Start of Data to process

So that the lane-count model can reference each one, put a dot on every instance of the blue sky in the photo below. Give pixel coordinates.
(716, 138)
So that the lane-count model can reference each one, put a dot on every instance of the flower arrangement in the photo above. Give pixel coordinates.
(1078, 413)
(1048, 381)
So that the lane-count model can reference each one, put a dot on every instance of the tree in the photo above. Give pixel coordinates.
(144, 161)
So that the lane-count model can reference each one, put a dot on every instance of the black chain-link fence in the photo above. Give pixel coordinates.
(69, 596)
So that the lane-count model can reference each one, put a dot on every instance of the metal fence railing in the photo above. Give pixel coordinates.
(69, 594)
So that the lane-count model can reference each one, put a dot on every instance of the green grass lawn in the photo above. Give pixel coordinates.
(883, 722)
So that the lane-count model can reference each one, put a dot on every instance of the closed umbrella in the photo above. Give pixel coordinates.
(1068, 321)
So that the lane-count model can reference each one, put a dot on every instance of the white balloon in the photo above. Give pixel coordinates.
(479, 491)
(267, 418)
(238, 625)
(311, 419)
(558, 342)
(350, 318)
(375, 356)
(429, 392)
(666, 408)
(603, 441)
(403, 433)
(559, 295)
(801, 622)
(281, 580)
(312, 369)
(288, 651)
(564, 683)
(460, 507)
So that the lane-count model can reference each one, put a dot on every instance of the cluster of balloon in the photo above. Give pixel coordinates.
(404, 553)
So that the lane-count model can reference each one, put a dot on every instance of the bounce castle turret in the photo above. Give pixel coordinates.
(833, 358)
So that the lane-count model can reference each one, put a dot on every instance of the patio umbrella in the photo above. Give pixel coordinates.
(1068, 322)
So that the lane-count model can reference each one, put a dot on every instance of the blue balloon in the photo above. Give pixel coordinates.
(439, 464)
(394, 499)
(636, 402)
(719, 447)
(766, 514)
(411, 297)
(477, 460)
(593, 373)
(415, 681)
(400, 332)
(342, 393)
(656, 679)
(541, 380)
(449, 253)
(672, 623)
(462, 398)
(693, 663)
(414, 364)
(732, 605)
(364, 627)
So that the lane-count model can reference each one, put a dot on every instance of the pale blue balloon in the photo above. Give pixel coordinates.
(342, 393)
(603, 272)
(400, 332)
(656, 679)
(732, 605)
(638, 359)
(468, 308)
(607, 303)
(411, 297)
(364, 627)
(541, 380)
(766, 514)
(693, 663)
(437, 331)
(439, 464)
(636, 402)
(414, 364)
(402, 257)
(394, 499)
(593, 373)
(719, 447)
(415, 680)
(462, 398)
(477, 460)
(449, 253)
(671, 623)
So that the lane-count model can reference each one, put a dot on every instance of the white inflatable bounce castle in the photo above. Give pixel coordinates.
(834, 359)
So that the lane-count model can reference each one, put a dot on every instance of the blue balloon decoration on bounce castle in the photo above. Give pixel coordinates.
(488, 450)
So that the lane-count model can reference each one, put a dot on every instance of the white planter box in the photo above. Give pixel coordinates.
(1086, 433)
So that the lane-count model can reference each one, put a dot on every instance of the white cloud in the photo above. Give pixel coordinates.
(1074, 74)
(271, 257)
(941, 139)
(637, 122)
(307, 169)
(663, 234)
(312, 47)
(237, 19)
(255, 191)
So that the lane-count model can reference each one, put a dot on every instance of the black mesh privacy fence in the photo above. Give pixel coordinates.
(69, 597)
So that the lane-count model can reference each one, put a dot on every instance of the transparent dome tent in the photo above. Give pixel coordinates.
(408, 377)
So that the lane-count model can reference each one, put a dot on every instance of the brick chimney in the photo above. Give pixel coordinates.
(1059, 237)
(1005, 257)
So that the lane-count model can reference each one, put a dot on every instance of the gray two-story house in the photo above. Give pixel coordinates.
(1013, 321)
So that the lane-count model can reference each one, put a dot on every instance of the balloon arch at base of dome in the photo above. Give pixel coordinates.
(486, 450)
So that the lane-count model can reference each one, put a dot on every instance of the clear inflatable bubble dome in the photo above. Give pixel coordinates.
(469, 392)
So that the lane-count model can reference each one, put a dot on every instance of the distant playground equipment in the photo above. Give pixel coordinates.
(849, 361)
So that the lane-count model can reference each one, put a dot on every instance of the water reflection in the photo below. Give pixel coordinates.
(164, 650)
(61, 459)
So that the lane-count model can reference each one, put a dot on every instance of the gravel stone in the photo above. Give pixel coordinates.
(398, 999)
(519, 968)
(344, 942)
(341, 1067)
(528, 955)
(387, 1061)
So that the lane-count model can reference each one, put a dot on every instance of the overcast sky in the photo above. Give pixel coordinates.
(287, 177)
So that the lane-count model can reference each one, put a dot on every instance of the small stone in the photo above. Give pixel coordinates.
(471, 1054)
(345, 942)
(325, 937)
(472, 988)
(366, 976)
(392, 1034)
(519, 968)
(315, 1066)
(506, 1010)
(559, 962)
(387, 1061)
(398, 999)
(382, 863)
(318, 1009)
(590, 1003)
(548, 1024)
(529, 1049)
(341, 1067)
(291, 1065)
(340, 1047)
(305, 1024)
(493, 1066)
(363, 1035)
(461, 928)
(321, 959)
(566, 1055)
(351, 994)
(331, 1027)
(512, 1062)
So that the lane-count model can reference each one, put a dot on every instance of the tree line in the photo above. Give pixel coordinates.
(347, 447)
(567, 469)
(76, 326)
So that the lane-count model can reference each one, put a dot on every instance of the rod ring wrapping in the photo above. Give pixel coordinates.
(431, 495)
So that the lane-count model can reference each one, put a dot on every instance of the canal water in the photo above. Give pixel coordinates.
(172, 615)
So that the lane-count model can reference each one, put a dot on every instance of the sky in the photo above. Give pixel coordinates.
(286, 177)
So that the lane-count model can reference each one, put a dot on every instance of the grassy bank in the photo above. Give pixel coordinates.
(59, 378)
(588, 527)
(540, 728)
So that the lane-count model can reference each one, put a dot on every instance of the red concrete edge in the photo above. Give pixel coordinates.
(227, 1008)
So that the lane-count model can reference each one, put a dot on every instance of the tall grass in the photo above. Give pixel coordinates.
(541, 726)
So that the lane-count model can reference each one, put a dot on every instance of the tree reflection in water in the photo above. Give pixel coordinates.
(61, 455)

End of Data to process

▸ **Problem to work on**
The reply is to be an exact repeat of the records above.

▸ **Answer section**
So that the lane-count model can reference each one, put a dot on every instance of the blue sky in the photo below. Give pixel coordinates.
(716, 138)
So that the lane-count model can reference each one, put a dot on every instance of the flower arrangement in the photo above. Give pixel coordinates.
(1078, 413)
(1048, 381)
So that the lane-count model can reference each one, put a dot on every instance of the tree in the photo above. Give pixel coordinates.
(144, 161)
So that the lane-count model can reference each one, put a dot on every instance of the black chain-link fence in the photo above. Give pixel coordinates.
(69, 596)
So that the lane-count model can reference each one, put a dot on every instance of the metal fence railing in the photo above. Give pixel coordinates.
(69, 594)
So that the lane-count model can reference each one, put a dot on every instance of the green grass lawn in the photo above. Give pixel coordinates.
(883, 722)
So that the lane-count model can reference each one, put a dot on every instance of the closed umbrella in the photo above. Give pixel coordinates.
(1068, 321)
So that the lane-count model can reference each one, put a dot on every instance of the white balloon in the photo above. Give pixel coordinates.
(479, 491)
(267, 418)
(238, 625)
(311, 419)
(558, 342)
(350, 318)
(375, 356)
(429, 392)
(666, 408)
(603, 441)
(403, 433)
(559, 295)
(801, 622)
(281, 580)
(312, 369)
(288, 651)
(564, 683)
(460, 507)
So that the lane-count model can reference each one, put a dot on every instance of the cluster of balloon in the photo above. Give pixel coordinates.
(404, 553)
So that the lane-count model can reference each one, put a dot on every instance of the bounce castle turret in the photo above. Give pixel coordinates.
(833, 358)
So that the lane-count model can reference each one, put a dot on every instance of the patio umbrella in the photo above. Give pixel coordinates.
(1068, 322)
So that the lane-count model can reference each one, put a dot on every instance of the blue balloon in the photo above. Give pixel coordinates.
(439, 464)
(394, 499)
(636, 402)
(719, 447)
(766, 514)
(411, 297)
(477, 460)
(593, 373)
(415, 681)
(400, 332)
(342, 393)
(656, 679)
(541, 380)
(449, 253)
(672, 623)
(462, 398)
(693, 663)
(414, 364)
(732, 605)
(364, 627)
So that the lane-count model can reference each one, put a dot on every instance of the pale blue balloon in the photo above. Give pixel coordinates.
(342, 393)
(603, 272)
(400, 332)
(656, 679)
(732, 605)
(638, 359)
(468, 308)
(607, 303)
(411, 297)
(364, 627)
(541, 380)
(766, 514)
(693, 663)
(437, 331)
(439, 464)
(636, 402)
(414, 364)
(402, 257)
(394, 499)
(593, 373)
(719, 447)
(415, 680)
(462, 398)
(477, 460)
(449, 253)
(671, 623)
So that the lane-count model can reference each one, put a dot on every instance of the white inflatable bounce castle in the photo above. Give pixel coordinates.
(834, 359)
So that the lane-count model can reference each one, put a dot on every instance of the blue balloon decoration on bounce castle in the photo above. Give pixel coordinates.
(488, 450)
So that the lane-count model can reference each one, put a dot on every instance of the white planter box in the photo above. Give pixel coordinates.
(1086, 433)
So that the lane-count model can reference each one, put a dot on every instance of the white cloud in the photo above. Give pixel coordinates.
(1074, 74)
(271, 257)
(941, 139)
(637, 122)
(307, 169)
(663, 234)
(312, 47)
(237, 19)
(255, 191)
So that the lane-count model can reference each one, put a dot on every instance of the black mesh privacy fence in the photo above. Give pixel coordinates.
(69, 597)
So that the lane-count model can reference each one, put a dot on every instance of the transparent dome tent in the photo above. Give pixel coordinates.
(408, 377)
So that the lane-count model can reference each one, put a dot on every instance of the brick chimney in the photo above. Give pixel coordinates.
(1059, 237)
(1005, 257)
So that the lane-count model can reference each one, put a dot on every instance of the gray two-story house in the photo above. Give pixel coordinates.
(1013, 321)
So that the lane-count model can reference each one, put a dot on every instance of the balloon arch at base of dome in the photo above. Give pixel coordinates.
(486, 450)
So that the lane-count model can reference each one, put a dot on every instance of the clear inflatable bubble dome in the photo above. Give pixel coordinates.
(469, 392)
So that the lane-count model can reference each one, put a dot on every instance of the distant playground equipment in the photo above. Give pixel coordinates.
(849, 361)
So that the lane-count model can reference each one, put a dot on every instance of the water reflection in the photo below. Give pixel coordinates.
(164, 650)
(61, 459)
So that the lane-count model can reference each one, put a dot on every instance of the gravel stone in the photo above. Give pixel coordinates.
(398, 999)
(519, 968)
(344, 942)
(341, 1067)
(528, 955)
(387, 1061)
So that the lane-count model can reference each one, put a dot on every instance of the overcast sky in the photo above. Give pixel coordinates.
(287, 177)
So that the lane-count model can reference each one, put a dot on every instance of the small stone in the photo above. Give pixel coordinates.
(471, 1054)
(345, 942)
(325, 937)
(472, 988)
(366, 976)
(392, 1034)
(519, 968)
(315, 1066)
(506, 1010)
(559, 962)
(387, 1061)
(398, 999)
(382, 863)
(318, 1009)
(590, 1003)
(548, 1024)
(529, 1049)
(341, 1067)
(291, 1065)
(340, 1047)
(305, 1024)
(493, 1066)
(363, 1035)
(461, 928)
(321, 959)
(566, 1055)
(351, 994)
(331, 1027)
(512, 1062)
So that the lane-count model can reference each one, put a dot on every instance of the tree line in the photo above. Give pixel coordinates.
(347, 447)
(567, 469)
(76, 326)
So that the lane-count model can reference each one, put a dot on every instance of the rod ring wrapping in the photo above. Give pixel coordinates.
(431, 495)
So that the lane-count model can reference each one, put a dot on every instance of the canal water in the photo above. Give pixel coordinates.
(172, 615)
So that the lane-count model can reference each one, put a dot on every instance of the sky in the photo above. Give pixel coordinates.
(286, 177)
So that the lane-count model can reference each one, put a dot on every instance of the grassy bank in the photo above. Give pixel coordinates.
(59, 378)
(588, 527)
(540, 728)
So that the lane-count model can reference each one, put a dot on every instance of the red concrete edge in the photo above. Give pixel coordinates.
(227, 1008)
So that the lane-count model can reference each one, put a dot on every instance of the tall grass in the photo above. Give pixel coordinates.
(541, 726)
So that the lane-count model can reference each one, put a dot on every instance of the tree reflection in water in the photo above. Give pixel coordinates.
(61, 455)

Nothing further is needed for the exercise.